**Information provided**
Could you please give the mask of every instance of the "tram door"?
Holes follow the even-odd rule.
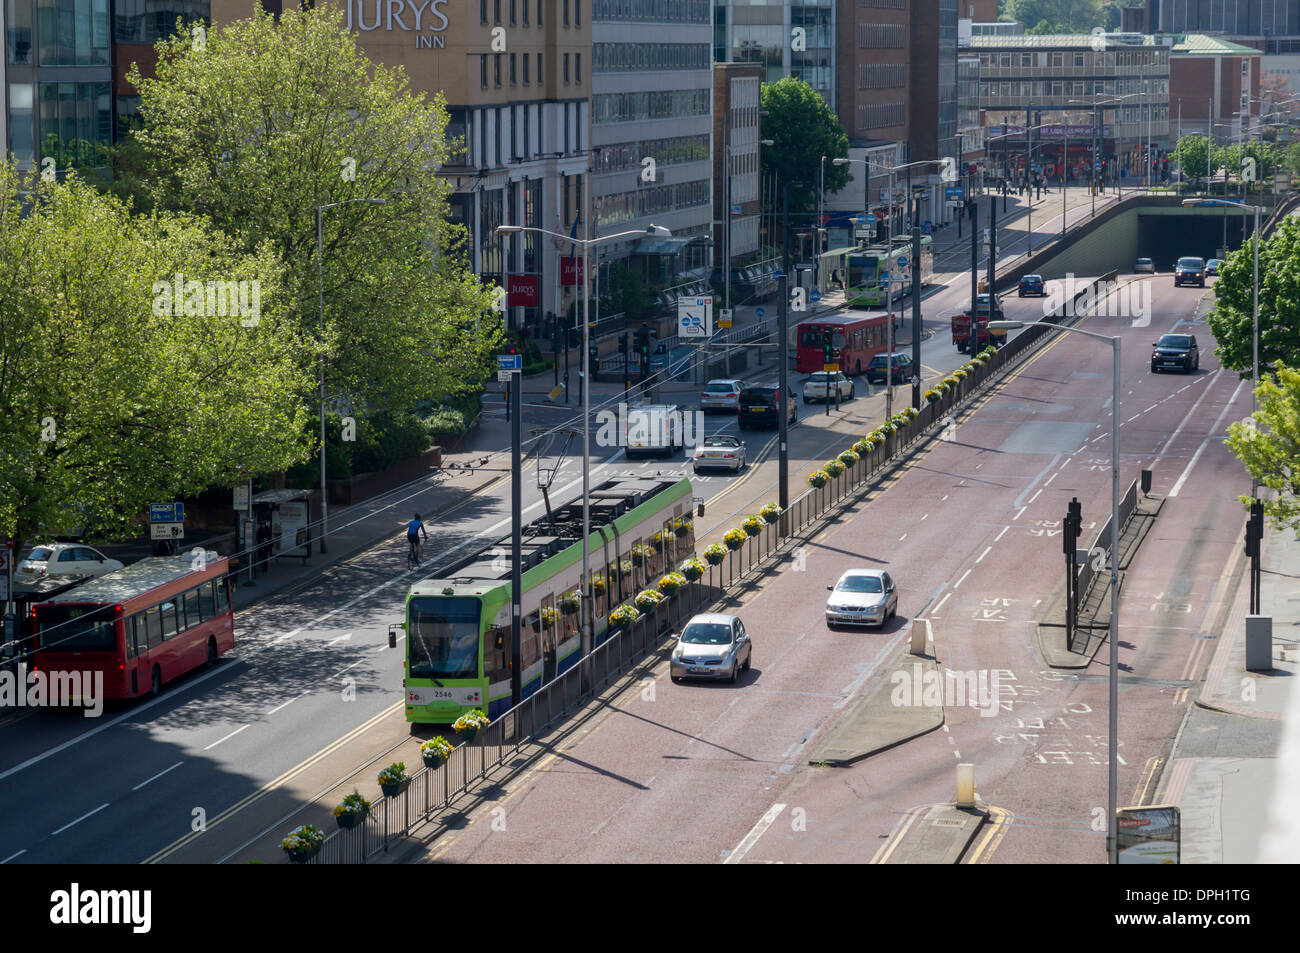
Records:
[[[549,620],[550,624],[547,624]],[[545,685],[551,679],[555,678],[556,668],[556,641],[559,638],[560,626],[564,624],[560,618],[560,613],[555,607],[555,597],[546,596],[542,599],[542,684]]]

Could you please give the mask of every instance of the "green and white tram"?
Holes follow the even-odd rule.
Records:
[[[604,641],[609,613],[653,586],[695,550],[689,480],[636,476],[591,491],[592,628]],[[582,500],[523,527],[523,695],[578,661]],[[497,540],[407,594],[406,720],[450,724],[479,708],[510,707],[510,539]]]

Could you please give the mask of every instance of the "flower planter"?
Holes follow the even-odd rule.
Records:
[[[364,821],[366,816],[364,814],[340,814],[334,819],[339,822],[339,827],[345,831],[350,831]]]
[[[402,781],[393,781],[388,784],[379,785],[379,789],[384,792],[384,797],[397,797],[410,785],[411,779],[406,778]]]
[[[426,768],[441,768],[447,763],[447,759],[436,751],[420,752],[420,760]]]
[[[311,847],[304,847],[301,850],[285,851],[289,855],[291,864],[305,864],[317,854],[320,853],[320,844],[313,844]]]
[[[473,744],[474,738],[478,735],[477,728],[466,728],[459,732],[460,736],[465,739],[465,744]]]

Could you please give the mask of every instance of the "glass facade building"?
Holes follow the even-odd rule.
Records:
[[[758,63],[763,67],[764,83],[797,76],[834,110],[835,11],[832,0],[717,3],[713,59],[718,63]]]

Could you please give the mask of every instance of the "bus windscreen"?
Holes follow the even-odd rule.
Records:
[[[414,596],[407,617],[411,678],[478,678],[479,600]]]
[[[876,283],[880,259],[875,255],[849,256],[849,287],[866,288]]]
[[[111,652],[117,648],[112,606],[41,606],[41,648],[47,652]]]

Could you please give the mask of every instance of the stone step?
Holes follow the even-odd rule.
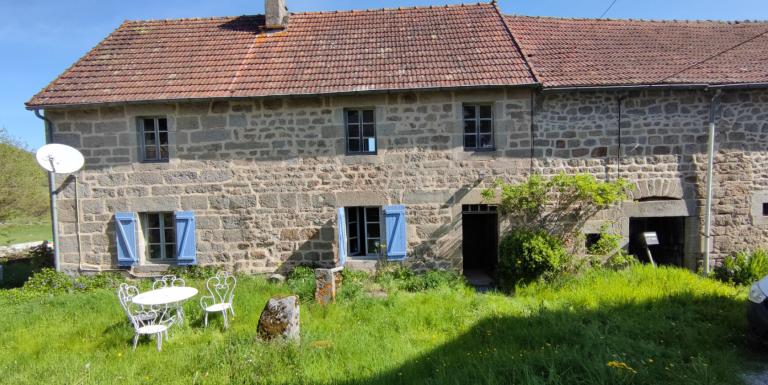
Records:
[[[133,266],[130,274],[136,278],[150,278],[163,275],[169,268],[169,265],[141,265]]]
[[[348,258],[347,263],[344,264],[344,268],[350,271],[364,271],[367,273],[376,272],[375,259],[352,259]]]

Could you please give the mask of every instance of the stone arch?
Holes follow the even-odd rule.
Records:
[[[640,200],[653,197],[683,199],[685,194],[679,179],[651,179],[635,182],[635,188],[628,195],[632,200]]]

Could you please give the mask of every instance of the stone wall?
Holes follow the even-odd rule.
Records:
[[[462,194],[499,176],[519,177],[530,162],[502,151],[465,152],[462,103],[494,104],[496,143],[506,148],[529,130],[525,119],[511,119],[528,110],[528,100],[525,91],[486,90],[46,113],[55,141],[86,157],[77,182],[84,266],[115,265],[115,212],[174,210],[196,213],[201,264],[254,272],[297,263],[331,266],[336,207],[403,203],[411,260],[457,268],[460,244],[449,240],[456,239],[454,208]],[[377,155],[344,155],[349,107],[375,108]],[[138,162],[139,116],[168,117],[169,163]],[[62,259],[70,270],[81,258],[73,196],[70,181],[60,199]]]
[[[493,104],[496,151],[464,151],[461,106],[469,102]],[[753,206],[762,203],[753,195],[768,191],[768,94],[730,91],[722,105],[718,255],[768,241],[768,228],[753,225]],[[377,155],[344,155],[350,107],[375,108]],[[250,272],[332,266],[336,207],[402,203],[409,261],[460,268],[461,205],[480,203],[480,190],[496,178],[520,181],[531,171],[629,178],[638,185],[635,198],[683,199],[700,218],[708,108],[709,96],[698,91],[490,89],[48,110],[55,141],[86,157],[77,179],[79,223],[75,183],[59,181],[62,266],[115,266],[115,212],[174,210],[196,213],[201,264]],[[140,116],[168,117],[170,162],[138,161]],[[626,232],[624,213],[632,210],[637,204],[629,202],[591,225],[618,218],[616,228]],[[700,233],[703,220],[692,223]]]
[[[566,170],[622,177],[635,184],[634,200],[681,200],[674,207],[664,200],[627,202],[602,213],[589,227],[594,231],[605,221],[614,222],[627,241],[630,216],[690,216],[686,253],[698,258],[704,250],[711,95],[680,90],[544,93],[534,110],[534,169],[550,175]],[[768,166],[767,117],[765,91],[725,91],[716,135],[716,259],[768,247],[768,227],[756,210],[768,196],[768,174],[763,171]],[[695,268],[696,261],[689,266]]]

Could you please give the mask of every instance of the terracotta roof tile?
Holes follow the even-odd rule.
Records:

**Activity**
Whenever "mask" occurs in a line of the entries, copy that line.

**Solution below**
Could you please give the mask of every instance of the "tram door"?
Could you please give the mask of every instance of the "green and white tram"?
Could you please give the mask of every instance of the "flower planter"?
Could you please give the mask of every instance of the "glass facade building"?
Could you please give the mask of every instance of the "bus windscreen"?
Could you please give the mask of every instance of the stone step?
Could you please give the mask of every instance of the stone arch?
Could you please give the mask of every instance of the stone wall?
Could you please give the mask of every instance of the terracotta roof tile?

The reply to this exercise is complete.